#### EXTRACT TO READ ####
# Flex week availability at Eagles Nest Marco Island



## Autoeng (Jun 26, 2008)

I perhaps have the opportunity to purchase a flex week at Eagles Nest on Marco Island. I have tried to stay away from flex weeks as we know when we want to vacation but price of fixed weeks is leaning me toward this option.

My question is that if I want to vacation at Eagles Nest during week 22, 23 or 24 will I be able to get a spot with a flex week? I would like to have a 2br villa which are very limited in quantity as I understand it.


----------



## Sea Six (Jun 26, 2008)

In my opinion, if you want to travel on just a 3 week window, you'd be better off getting a fixed week with the guarantee of having a specific room exactly where and when you want it.  I went thru this years ago and HATED owning a flex week at a resort and STILL having to cross my fingers and hope I could get what I want.  I have a contact who can go over your options at all the Marco resorts.  Let me know if you're interested.  Believe me, you need to just get a fixed unit that is there waiting for you whether you need it or not.  Keep in mind, with the flex option, even if you get a week during your time window, it may not be the unit you really want to be in.  If you own fixed time, you're set!


----------



## jhac007 (Jun 27, 2008)

Autoeng said:


> I perhaps have the opportunity to purchase a flex week at Eagles Nest on Marco Island. I have tried to stay away from flex weeks as we know when we want to vacation but price of fixed weeks is leaning me toward this option.
> 
> My question is that if I want to vacation at Eagles Nest during week 22, 23 or 24 will I be able to get a spot with a flex week? I would like to have a 2br villa which are very limited in quantity as I understand it.



Hello again Autoeng,
I too purchased a winter flex week at the Eagle's Nest because the price of the winter fixed weeks were more than I could justify.  Even though I am never sure which one of three choices I will end up with at least I am on Marco during the winter which can be a pickle to get.  If you were to put in those three choices there is a chance you would get one on them....however it is all a roll of the dice.  As the weeks are called "flex" you must be very flexible.I agree with the other poster in that if you really must have a certain time the only assurance is fixed (which I prefer).  As for the 2 bedroom villa... they are not part of the flex weeks ....only the two bedroom Tower units...... therefore you would have to buy a fixed week to get one.
Jim


----------



## Autoeng (Jun 27, 2008)
#### RAW DATA ####
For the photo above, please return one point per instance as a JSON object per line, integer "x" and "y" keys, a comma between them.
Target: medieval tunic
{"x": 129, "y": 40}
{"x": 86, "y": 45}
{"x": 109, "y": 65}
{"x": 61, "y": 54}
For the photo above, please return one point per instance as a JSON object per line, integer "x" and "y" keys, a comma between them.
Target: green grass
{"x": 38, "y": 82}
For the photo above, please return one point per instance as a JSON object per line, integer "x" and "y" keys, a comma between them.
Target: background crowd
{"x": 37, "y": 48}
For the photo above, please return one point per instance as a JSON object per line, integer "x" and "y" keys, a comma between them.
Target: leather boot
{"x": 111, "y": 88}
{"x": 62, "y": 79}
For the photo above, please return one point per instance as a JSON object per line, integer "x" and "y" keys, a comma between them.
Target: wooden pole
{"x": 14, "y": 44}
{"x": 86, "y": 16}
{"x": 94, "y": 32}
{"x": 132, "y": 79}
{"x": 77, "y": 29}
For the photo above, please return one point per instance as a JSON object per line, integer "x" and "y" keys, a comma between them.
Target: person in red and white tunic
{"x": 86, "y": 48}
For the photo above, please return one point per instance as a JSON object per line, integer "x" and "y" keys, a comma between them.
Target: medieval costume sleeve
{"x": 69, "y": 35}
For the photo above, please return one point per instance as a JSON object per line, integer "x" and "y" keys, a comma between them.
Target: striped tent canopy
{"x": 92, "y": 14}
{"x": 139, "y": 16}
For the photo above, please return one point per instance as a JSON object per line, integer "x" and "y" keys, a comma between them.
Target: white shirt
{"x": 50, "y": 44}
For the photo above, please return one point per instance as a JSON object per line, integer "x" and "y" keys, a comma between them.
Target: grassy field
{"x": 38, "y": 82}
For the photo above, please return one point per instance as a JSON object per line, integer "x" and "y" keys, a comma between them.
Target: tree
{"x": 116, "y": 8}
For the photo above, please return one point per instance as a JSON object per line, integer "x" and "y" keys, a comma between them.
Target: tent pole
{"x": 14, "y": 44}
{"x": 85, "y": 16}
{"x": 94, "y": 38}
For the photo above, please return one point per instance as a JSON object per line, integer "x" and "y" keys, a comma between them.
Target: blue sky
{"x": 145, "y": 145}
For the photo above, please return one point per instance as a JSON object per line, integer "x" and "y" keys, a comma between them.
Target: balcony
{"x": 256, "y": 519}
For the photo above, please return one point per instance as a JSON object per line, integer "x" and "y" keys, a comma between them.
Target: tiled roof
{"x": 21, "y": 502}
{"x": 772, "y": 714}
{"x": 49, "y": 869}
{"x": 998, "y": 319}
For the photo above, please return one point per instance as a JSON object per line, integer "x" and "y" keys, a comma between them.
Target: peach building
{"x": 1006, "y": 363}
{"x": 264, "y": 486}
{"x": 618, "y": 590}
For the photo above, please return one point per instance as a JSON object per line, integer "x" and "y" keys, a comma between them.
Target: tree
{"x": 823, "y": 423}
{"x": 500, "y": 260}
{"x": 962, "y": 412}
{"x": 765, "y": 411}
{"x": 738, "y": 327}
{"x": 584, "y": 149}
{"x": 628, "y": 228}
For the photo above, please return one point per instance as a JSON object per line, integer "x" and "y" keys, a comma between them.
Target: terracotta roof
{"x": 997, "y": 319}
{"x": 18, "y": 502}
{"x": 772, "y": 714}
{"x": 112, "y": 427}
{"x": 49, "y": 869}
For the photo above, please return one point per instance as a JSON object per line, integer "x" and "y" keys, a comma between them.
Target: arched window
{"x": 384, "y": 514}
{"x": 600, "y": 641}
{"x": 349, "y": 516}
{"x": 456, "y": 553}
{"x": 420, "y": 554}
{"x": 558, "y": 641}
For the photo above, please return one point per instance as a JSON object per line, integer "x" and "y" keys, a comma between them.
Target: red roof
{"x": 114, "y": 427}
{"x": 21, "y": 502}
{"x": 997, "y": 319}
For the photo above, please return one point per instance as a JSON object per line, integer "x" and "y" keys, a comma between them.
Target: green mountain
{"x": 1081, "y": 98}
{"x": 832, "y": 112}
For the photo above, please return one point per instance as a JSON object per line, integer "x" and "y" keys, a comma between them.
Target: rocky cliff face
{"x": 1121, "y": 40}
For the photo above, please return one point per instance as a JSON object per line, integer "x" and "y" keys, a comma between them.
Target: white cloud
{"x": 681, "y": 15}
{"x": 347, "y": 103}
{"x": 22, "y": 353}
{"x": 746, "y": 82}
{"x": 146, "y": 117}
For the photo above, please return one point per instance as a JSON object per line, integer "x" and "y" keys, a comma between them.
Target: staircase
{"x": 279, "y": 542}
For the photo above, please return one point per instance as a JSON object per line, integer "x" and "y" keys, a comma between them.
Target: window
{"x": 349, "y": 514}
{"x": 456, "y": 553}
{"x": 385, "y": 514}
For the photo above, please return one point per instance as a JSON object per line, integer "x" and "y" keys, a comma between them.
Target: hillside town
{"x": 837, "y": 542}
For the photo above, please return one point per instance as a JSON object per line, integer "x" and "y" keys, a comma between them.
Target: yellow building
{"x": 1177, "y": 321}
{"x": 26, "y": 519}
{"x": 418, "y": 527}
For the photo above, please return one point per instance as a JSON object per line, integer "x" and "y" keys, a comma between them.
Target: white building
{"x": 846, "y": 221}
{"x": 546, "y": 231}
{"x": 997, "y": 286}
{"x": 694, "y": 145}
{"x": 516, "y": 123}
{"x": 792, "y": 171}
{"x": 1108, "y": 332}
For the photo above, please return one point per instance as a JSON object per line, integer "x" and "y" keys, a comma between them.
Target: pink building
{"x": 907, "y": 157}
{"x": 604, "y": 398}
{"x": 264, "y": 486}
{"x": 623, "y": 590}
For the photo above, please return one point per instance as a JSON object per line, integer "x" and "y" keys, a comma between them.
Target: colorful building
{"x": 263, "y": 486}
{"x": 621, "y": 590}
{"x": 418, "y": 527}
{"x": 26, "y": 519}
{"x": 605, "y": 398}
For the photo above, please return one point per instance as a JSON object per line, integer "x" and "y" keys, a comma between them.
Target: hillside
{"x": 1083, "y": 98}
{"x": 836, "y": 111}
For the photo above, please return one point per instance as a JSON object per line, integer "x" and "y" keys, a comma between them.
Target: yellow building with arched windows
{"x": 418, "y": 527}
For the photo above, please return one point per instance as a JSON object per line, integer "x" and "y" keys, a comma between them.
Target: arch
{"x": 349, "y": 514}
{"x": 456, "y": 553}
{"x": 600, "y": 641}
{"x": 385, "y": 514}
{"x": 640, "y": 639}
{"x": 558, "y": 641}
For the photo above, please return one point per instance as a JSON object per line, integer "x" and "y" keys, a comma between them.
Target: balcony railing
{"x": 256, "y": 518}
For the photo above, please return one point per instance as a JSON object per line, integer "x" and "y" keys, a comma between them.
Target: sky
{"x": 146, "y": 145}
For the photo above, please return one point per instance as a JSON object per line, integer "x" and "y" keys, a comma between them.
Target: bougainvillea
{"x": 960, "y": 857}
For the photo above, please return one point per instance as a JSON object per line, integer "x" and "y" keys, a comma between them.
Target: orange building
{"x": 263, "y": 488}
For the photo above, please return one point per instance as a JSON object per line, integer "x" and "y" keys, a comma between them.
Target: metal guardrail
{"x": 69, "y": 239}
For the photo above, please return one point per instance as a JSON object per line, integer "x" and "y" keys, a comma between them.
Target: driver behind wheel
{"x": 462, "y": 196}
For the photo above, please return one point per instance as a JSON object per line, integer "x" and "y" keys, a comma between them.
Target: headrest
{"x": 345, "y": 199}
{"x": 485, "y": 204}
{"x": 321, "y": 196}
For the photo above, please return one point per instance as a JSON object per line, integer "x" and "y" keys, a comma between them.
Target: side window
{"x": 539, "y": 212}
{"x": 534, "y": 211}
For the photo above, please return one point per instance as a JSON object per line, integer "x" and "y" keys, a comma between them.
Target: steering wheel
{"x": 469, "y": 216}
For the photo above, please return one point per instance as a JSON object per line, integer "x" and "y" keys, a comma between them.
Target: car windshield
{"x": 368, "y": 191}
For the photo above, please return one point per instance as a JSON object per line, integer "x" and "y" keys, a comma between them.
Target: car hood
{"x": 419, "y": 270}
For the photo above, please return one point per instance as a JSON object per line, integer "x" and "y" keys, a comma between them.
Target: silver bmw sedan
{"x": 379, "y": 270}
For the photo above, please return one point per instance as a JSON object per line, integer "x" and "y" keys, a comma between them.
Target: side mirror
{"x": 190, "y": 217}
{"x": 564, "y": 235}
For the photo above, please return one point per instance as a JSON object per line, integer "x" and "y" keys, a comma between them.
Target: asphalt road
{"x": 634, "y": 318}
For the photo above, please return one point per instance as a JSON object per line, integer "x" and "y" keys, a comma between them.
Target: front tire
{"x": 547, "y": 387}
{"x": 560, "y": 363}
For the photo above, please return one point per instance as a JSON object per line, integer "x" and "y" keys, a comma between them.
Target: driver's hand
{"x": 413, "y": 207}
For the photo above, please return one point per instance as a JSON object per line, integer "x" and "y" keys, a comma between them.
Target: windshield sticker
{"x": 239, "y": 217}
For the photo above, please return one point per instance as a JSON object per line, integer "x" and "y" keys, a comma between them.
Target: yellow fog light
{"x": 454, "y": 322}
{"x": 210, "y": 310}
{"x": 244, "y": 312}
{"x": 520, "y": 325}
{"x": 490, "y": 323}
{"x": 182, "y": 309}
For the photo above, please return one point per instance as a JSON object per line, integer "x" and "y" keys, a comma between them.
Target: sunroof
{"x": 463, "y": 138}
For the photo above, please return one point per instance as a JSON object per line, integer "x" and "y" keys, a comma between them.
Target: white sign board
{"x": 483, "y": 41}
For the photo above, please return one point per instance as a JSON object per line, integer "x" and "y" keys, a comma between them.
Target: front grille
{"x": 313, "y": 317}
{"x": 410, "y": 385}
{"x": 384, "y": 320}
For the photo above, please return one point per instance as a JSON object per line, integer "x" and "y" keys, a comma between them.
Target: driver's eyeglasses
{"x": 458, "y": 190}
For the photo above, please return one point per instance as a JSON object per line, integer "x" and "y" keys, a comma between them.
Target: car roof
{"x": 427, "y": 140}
####
#### [TASKS TO CARRY OUT]
(1) Decide whether each statement agrees with the forum thread, answering yes or no and quoting the deciding words: (a) jhac007 bought a winter flex week at Eagle's Nest; (b) two-bedroom villas are available through flex weeks; (c) Sea Six was happy with owning a flex week.
(2) Count the lines in the rows that contain the string "pole", with case counting, and reply with the number alone.

#### [ANSWERS TO EACH TASK]
(1)
(a) Yes: "I too purchased a winter flex week at the Eagle's Nest"
(b) No: "As for the 2 bedroom villa... they are not part of the flex weeks"
(c) No: "I went thru this years ago and HATED owning a flex week at a resort"

(2) 2